* Exercise description *
Set down exactly the lines that run from the line with "the sofa cushion" to the end of the data, and nothing else.

* Raw records *
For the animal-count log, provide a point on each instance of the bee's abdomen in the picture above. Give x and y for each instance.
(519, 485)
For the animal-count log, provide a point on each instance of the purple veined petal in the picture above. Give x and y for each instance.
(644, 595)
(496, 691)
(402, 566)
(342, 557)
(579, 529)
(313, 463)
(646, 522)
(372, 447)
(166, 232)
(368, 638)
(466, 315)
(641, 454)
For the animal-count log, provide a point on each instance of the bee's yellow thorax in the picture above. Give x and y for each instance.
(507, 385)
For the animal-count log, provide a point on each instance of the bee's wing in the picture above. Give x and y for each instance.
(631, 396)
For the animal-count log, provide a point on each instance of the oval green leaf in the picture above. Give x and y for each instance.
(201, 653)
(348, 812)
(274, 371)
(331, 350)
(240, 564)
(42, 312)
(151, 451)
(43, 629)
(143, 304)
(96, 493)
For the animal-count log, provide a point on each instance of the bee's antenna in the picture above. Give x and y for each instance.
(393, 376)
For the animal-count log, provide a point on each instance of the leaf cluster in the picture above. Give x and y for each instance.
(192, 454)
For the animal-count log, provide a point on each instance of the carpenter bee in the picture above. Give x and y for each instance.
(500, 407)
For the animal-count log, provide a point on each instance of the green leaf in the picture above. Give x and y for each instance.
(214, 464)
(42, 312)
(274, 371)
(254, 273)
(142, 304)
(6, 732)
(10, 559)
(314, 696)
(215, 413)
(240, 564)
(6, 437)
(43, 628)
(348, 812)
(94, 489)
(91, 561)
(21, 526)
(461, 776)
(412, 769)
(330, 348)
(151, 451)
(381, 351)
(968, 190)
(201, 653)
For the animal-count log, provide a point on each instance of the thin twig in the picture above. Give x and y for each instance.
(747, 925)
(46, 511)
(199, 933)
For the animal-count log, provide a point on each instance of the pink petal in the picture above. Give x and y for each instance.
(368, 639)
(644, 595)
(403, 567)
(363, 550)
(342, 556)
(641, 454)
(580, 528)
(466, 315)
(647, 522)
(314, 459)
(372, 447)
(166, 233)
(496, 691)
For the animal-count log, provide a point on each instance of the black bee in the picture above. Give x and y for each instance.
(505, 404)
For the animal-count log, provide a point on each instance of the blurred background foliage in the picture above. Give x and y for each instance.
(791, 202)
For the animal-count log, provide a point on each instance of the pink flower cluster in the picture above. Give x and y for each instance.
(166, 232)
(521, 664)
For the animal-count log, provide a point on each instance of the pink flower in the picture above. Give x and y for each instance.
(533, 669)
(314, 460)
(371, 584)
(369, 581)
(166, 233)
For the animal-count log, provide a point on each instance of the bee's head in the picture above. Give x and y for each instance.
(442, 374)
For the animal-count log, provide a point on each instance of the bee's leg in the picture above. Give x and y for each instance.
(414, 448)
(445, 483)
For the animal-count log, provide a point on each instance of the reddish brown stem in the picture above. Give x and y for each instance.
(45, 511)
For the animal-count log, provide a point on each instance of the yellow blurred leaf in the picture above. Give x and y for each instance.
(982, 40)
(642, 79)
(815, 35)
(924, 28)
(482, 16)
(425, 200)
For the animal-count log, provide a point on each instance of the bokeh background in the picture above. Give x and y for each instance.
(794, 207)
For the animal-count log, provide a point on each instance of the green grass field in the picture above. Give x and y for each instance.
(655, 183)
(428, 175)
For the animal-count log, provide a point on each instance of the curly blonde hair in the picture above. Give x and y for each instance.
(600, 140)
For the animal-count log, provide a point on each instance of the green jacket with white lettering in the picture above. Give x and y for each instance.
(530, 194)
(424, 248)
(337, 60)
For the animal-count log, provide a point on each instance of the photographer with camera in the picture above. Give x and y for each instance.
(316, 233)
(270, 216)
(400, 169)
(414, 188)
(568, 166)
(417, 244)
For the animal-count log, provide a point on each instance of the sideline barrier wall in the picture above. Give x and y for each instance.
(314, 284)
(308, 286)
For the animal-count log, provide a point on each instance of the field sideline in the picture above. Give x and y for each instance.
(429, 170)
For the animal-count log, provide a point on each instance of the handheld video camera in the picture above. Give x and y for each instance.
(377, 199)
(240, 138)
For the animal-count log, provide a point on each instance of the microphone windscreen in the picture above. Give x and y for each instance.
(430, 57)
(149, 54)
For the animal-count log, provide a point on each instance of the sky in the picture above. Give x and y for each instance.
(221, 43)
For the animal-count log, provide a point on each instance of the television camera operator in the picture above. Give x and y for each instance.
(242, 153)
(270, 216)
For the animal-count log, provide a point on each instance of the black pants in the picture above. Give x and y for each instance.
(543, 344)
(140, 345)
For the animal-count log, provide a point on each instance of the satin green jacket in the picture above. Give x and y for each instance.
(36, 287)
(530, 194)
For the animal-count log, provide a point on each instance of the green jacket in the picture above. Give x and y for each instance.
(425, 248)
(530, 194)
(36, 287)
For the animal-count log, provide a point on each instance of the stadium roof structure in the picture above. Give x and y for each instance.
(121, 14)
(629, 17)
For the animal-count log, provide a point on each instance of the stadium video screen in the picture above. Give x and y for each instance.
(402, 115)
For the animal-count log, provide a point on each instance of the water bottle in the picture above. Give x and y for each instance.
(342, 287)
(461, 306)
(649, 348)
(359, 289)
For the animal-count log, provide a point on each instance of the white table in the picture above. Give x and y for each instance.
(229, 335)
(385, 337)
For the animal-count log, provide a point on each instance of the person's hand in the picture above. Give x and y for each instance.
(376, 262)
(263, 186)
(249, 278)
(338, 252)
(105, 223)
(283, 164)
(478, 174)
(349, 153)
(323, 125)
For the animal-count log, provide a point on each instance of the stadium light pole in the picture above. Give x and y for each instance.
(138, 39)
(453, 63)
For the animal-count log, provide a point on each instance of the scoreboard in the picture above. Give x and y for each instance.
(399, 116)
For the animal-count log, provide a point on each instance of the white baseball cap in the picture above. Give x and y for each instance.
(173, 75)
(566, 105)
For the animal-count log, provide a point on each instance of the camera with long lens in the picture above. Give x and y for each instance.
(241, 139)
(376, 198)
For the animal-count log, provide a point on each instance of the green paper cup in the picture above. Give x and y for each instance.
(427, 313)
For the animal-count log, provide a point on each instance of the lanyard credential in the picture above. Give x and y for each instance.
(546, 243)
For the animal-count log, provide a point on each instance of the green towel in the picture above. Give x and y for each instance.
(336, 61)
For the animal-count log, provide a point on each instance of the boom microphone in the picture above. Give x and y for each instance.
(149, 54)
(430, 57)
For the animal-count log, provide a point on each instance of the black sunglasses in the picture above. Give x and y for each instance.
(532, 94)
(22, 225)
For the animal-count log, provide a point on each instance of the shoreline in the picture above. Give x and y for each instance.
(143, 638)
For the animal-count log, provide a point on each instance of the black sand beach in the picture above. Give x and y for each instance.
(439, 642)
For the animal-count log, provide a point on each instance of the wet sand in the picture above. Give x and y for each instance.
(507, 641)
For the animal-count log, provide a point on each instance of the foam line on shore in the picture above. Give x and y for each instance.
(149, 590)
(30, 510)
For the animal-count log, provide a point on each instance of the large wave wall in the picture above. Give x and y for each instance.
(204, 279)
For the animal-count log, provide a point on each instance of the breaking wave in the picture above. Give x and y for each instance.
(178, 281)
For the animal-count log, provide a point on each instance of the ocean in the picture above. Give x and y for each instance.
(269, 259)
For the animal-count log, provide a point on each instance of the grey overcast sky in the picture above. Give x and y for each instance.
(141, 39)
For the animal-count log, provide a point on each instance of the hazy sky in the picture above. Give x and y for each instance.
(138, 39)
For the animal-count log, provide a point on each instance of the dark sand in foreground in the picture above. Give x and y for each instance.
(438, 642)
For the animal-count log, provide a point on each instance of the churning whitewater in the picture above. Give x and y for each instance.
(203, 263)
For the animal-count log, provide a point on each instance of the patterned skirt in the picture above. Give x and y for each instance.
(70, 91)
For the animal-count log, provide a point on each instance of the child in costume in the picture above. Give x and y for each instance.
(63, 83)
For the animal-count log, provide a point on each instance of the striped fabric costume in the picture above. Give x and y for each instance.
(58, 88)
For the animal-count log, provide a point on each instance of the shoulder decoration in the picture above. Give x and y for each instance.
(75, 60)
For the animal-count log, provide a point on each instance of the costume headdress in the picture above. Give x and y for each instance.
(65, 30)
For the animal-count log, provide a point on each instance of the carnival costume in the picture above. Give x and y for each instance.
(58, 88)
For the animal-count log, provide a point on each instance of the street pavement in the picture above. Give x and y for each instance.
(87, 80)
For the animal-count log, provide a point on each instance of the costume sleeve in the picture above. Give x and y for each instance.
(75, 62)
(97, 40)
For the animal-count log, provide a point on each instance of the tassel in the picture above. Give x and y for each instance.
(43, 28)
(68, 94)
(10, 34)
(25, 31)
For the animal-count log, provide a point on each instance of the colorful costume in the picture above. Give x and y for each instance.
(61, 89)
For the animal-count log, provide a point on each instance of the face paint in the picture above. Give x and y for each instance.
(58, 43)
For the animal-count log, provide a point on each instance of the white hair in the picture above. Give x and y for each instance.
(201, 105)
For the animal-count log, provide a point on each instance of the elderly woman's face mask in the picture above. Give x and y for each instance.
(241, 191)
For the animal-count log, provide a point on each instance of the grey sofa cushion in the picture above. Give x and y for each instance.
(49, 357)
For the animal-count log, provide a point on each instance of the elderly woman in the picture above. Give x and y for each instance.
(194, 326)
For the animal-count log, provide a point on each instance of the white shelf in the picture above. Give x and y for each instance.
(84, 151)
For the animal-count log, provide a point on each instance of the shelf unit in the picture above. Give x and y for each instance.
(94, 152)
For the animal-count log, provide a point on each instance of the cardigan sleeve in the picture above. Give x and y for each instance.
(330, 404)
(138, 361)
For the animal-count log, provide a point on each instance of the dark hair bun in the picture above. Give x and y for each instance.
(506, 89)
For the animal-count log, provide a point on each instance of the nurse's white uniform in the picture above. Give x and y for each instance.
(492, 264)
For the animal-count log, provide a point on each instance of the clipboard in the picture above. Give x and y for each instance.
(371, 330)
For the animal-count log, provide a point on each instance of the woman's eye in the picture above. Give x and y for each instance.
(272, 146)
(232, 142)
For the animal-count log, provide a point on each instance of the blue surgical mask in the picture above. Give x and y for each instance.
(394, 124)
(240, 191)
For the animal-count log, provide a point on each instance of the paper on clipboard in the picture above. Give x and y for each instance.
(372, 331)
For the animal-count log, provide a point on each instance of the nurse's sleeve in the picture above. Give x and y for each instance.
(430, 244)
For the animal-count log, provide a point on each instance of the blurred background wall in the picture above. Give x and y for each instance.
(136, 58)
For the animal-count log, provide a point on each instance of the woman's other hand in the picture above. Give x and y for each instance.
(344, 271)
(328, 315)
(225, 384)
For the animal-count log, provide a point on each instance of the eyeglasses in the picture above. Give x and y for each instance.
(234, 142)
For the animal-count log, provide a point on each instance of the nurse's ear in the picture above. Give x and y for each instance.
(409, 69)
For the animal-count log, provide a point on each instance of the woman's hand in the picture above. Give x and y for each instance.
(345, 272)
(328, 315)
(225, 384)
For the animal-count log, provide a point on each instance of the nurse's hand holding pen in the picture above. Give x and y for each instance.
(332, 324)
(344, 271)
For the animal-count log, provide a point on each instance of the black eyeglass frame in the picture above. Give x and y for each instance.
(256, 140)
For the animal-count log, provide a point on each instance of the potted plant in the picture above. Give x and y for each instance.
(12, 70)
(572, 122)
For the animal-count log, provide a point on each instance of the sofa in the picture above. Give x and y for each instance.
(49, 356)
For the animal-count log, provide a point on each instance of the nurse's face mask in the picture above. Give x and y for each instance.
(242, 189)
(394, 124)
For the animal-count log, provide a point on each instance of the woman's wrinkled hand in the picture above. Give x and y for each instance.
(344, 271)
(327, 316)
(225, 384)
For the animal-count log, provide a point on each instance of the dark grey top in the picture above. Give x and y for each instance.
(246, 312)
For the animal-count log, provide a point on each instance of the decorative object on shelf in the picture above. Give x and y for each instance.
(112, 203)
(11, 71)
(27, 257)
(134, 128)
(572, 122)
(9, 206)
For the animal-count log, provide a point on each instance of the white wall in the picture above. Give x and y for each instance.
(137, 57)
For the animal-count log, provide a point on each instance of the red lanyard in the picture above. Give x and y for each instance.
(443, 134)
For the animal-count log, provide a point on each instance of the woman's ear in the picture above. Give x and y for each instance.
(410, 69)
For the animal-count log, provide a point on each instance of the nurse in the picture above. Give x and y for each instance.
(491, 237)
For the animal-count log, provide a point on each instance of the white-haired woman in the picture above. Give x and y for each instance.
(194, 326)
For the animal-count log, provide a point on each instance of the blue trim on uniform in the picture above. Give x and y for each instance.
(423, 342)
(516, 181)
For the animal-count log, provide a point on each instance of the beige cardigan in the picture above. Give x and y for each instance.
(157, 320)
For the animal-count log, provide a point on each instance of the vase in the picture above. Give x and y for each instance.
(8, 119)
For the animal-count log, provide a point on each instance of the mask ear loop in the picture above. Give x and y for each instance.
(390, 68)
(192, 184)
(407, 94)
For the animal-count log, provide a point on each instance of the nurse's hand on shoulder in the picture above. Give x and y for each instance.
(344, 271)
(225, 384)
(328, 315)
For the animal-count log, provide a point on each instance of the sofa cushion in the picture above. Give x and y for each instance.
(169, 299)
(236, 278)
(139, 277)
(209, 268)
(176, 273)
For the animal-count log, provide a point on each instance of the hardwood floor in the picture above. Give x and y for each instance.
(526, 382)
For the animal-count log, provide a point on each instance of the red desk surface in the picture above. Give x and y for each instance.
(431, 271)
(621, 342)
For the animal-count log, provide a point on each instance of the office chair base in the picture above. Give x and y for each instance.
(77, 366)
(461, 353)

* Result of this task *
For the animal-count log, provide a point on each instance of the sofa cushion in the picture above. Give x and y for each instance.
(169, 299)
(236, 278)
(139, 277)
(209, 268)
(176, 273)
For the animal-count log, provide a point on each instance of the hardwood floor in the picture above. Give x and y for each instance.
(526, 382)
For the animal-count log, provide a point on each instance of the red desk surface in the picture above. Give x and y for each instance.
(431, 271)
(621, 342)
For the animal-count log, provide a point on each instance of the office chair base in the picture above. Give x and y for each instance.
(77, 366)
(461, 353)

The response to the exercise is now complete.